--- START PROVIDED TEXT ---

Retro City Rampage review

£11.99

Manufacturer: Vblank

Our Rating: We rate this 3 out of 5

Grand Theft Auto: 1992

Gaming’s past is gone, but far from forgotten. Pretty much every 8 or 16-bit classic than won a sizeable audience has seen a re-release or remake, and at the very least lives on via emulator. But times have changed – the simplicity, mania and take-no-prisoners attitude of the early 90s’ many platformers and beat ‘em ups has given way to the complicated sprawls of big-buddget action games on the one hand and the slightly sinister compulsion loops of Angry Birds et al on the other.

Then there’s Retro City Rampage as a potential missing link between gaming's neon past and darker present, a one-man project years in the making, boasting more old school references than seems humanly possible in an 8-bit, GTA-style open world. The ultimate tribute or nostalgia overload?

Bit of both, actually. One can’t argue with the sheer quantity on offer – a breathless torrent of visual nods to the pop culutural landscape of 20 and 30 years ago. Games – Sonic, Frogger, Paperboy, you name it – get the lion’s share of hat-tipping, but cult films such as Ghostbusters and Back To The Future are equally present and correct.

The game bills itself as a parody, presumably to dodge any passing lawyers, but it doesn’t tend to hinge its references around gags – more, it simply shows a familiar scene, then quickly whisks it away in favour of another, and another, and another. It can get wearying: everything is surface level, and there’s no commentary to speak of on these old games it so reveres.

More ambitiously, it themes a number of its many missions around certain older games, recreating their mechanics as well as their appearance. So you will find yourself regularly facing a completely different type of challenge, albeit for just a few short minutes. Pair that with an undeniably impressive, artfully low-fi open world, full of the inevitable jackable cars, punchable civilians and easily-angered police, and it’s impossible to argue with Retro City Rampage on a technical level. It may have taken him years, but it’s a remarkable accomplishment for just one guy.

 Retro City Rampage

If the rapid-fire references don’t float your boat, the baby GTA element might. Or it might just grate even more – it’s no less hollow than the 80s/90s fetishism is, and while it’s impeccably done on a technical level it’s still a deeply familiar experience that’s lacking in a central sense of purpose. Driving little cars around and shooting people is something we’ve all been indulging in for a good decade and half, though there is something to be said for returning to its most dialled-down, top-down form rather than the elaborate 3D worlds of the 21st century.

--- END PROVIDED TEXT ---
--- START EXCERPTED RECORDS ---

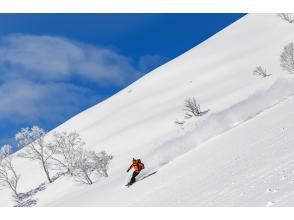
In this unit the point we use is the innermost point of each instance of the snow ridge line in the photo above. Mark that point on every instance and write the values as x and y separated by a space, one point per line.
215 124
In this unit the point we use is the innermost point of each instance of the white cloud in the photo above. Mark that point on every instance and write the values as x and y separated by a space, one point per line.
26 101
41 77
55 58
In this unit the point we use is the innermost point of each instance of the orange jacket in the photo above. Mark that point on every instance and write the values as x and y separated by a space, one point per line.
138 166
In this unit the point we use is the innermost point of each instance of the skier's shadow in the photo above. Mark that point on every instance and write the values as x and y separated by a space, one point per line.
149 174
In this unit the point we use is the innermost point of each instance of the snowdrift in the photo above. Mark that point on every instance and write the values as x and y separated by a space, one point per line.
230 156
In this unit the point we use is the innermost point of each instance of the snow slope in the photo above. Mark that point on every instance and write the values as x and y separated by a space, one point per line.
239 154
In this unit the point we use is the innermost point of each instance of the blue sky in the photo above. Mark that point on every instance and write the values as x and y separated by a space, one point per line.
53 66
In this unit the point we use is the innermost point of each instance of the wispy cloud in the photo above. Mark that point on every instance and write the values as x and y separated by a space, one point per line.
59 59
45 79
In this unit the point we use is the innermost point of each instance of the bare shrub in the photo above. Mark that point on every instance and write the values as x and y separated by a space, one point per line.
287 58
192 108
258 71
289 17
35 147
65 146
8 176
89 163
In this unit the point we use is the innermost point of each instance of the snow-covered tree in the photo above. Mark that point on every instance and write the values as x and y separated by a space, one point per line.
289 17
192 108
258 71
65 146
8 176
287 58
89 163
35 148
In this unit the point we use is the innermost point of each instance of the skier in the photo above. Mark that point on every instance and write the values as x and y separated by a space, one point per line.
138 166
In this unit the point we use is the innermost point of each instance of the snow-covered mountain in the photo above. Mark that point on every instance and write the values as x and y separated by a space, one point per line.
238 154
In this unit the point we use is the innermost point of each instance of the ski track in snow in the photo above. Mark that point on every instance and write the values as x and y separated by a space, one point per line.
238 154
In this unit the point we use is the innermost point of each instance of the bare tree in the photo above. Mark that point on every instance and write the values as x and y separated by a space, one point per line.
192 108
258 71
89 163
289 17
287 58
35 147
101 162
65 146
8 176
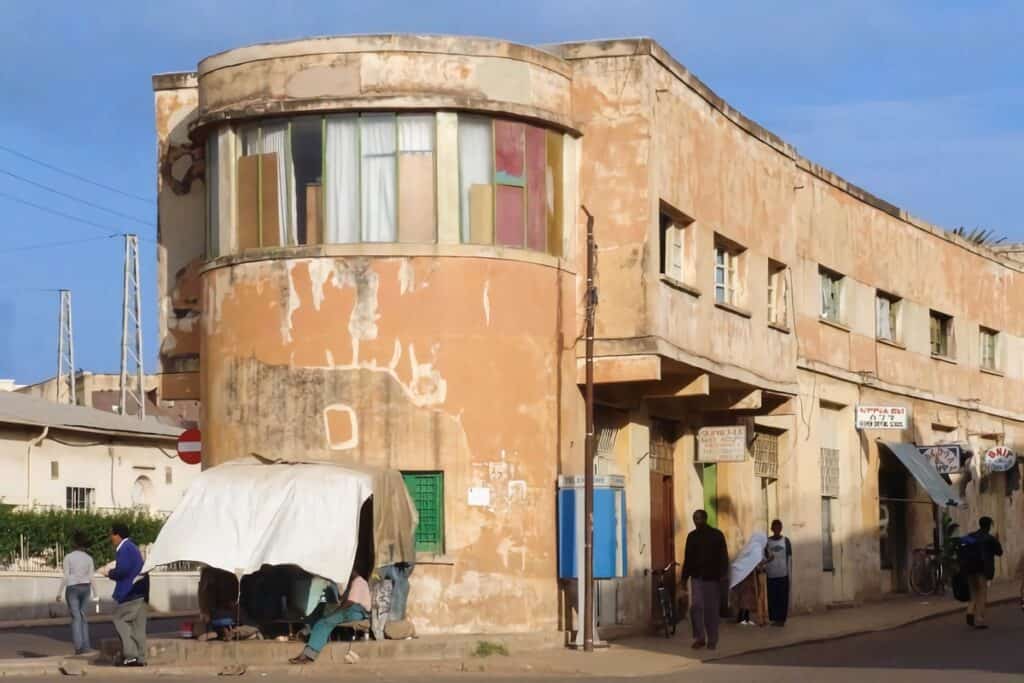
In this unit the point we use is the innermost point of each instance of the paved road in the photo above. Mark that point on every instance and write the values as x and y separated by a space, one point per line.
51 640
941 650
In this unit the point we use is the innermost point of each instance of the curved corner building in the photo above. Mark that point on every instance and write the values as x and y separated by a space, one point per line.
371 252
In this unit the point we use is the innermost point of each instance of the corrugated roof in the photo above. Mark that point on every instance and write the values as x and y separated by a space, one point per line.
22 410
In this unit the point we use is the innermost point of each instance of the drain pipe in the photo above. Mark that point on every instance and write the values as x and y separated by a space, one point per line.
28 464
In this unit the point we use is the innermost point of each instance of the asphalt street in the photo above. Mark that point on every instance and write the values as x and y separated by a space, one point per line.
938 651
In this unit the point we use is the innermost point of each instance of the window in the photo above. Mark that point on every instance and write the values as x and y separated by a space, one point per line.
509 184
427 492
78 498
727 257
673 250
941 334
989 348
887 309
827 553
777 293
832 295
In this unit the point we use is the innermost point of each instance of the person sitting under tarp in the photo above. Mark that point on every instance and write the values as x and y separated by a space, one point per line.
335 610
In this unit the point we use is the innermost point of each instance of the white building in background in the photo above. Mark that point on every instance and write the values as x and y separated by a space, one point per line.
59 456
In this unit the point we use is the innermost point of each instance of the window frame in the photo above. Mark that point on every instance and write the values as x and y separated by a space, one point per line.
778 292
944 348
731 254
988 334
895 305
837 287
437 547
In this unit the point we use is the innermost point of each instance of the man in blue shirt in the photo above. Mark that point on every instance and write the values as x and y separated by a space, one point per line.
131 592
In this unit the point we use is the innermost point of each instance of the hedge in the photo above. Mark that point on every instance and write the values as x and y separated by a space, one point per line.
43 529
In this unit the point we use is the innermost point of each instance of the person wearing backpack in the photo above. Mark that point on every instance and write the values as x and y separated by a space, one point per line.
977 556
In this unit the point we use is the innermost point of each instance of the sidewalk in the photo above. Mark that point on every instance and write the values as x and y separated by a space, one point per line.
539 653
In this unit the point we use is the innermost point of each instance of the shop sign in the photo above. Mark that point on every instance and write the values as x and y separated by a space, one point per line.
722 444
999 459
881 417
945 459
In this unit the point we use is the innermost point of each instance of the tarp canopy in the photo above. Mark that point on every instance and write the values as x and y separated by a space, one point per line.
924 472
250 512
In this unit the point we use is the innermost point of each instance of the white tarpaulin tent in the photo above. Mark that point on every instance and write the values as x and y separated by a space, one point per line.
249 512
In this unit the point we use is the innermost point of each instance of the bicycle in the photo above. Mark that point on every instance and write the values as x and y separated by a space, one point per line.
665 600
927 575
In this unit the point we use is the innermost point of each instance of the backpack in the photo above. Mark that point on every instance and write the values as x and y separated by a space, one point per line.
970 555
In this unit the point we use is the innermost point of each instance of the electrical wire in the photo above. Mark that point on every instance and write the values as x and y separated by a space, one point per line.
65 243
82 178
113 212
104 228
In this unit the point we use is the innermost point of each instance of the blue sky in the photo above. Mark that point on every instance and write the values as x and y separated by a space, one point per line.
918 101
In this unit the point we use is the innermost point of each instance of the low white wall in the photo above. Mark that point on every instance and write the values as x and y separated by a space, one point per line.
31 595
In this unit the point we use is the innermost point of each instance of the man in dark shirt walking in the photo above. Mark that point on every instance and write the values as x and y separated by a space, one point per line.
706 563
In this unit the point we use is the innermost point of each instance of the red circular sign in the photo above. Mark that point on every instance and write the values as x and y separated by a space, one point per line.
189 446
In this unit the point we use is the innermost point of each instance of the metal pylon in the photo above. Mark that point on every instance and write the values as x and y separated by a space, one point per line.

--- END EXCERPTED RECORDS ---

GIVEN EXERCISE 1: Condense the paragraph of the Retro City Rampage review that begins "More ambitiously, it themes" into a short bulleted list that keeps its main facts.
GIVEN EXERCISE 2:
Answer these from the Retro City Rampage review:
(a) What rating does the review give the game?
(b) Which two cult films are named as being referenced?
(c) Which company is listed as the manufacturer?
GIVEN EXERCISE 3: Print the passage of the Retro City Rampage review between "Manufacturer: Vblank" and "or nostalgia overload?", inclusive.
The records stand apart from the review as separate material.

RESULT 1:
- Many missions are themed around older games, copying both their mechanics and their look.
- This means regularly facing a completely different kind of challenge, though only for a few minutes.
- The open world is impressive and artfully low-fi, with cars to steal, civilians to punch and police who anger easily.
- On a technical level the game is beyond argument.
- Though it took years, it is a remarkable accomplishment for one person.

RESULT 2:
(a) 3 out of 5
(b) Ghostbusters and Back To The Future
(c) Vblank

RESULT 3:
Manufacturer: Vblank

Our Rating: We rate this 3 out of 5

Grand Theft Auto: 1992

Gaming’s past is gone, but far from forgotten. Pretty much every 8 or 16-bit classic than won a sizeable audience has seen a re-release or remake, and at the very least lives on via emulator. But times have changed – the simplicity, mania and take-no-prisoners attitude of the early 90s’ many platformers and beat ‘em ups has given way to the complicated sprawls of big-buddget action games on the one hand and the slightly sinister compulsion loops of Angry Birds et al on the other.

Then there’s Retro City Rampage as a potential missing link between gaming's neon past and darker present, a one-man project years in the making, boasting more old school references than seems humanly possible in an 8-bit, GTA-style open world. The ultimate tribute or nostalgia overload?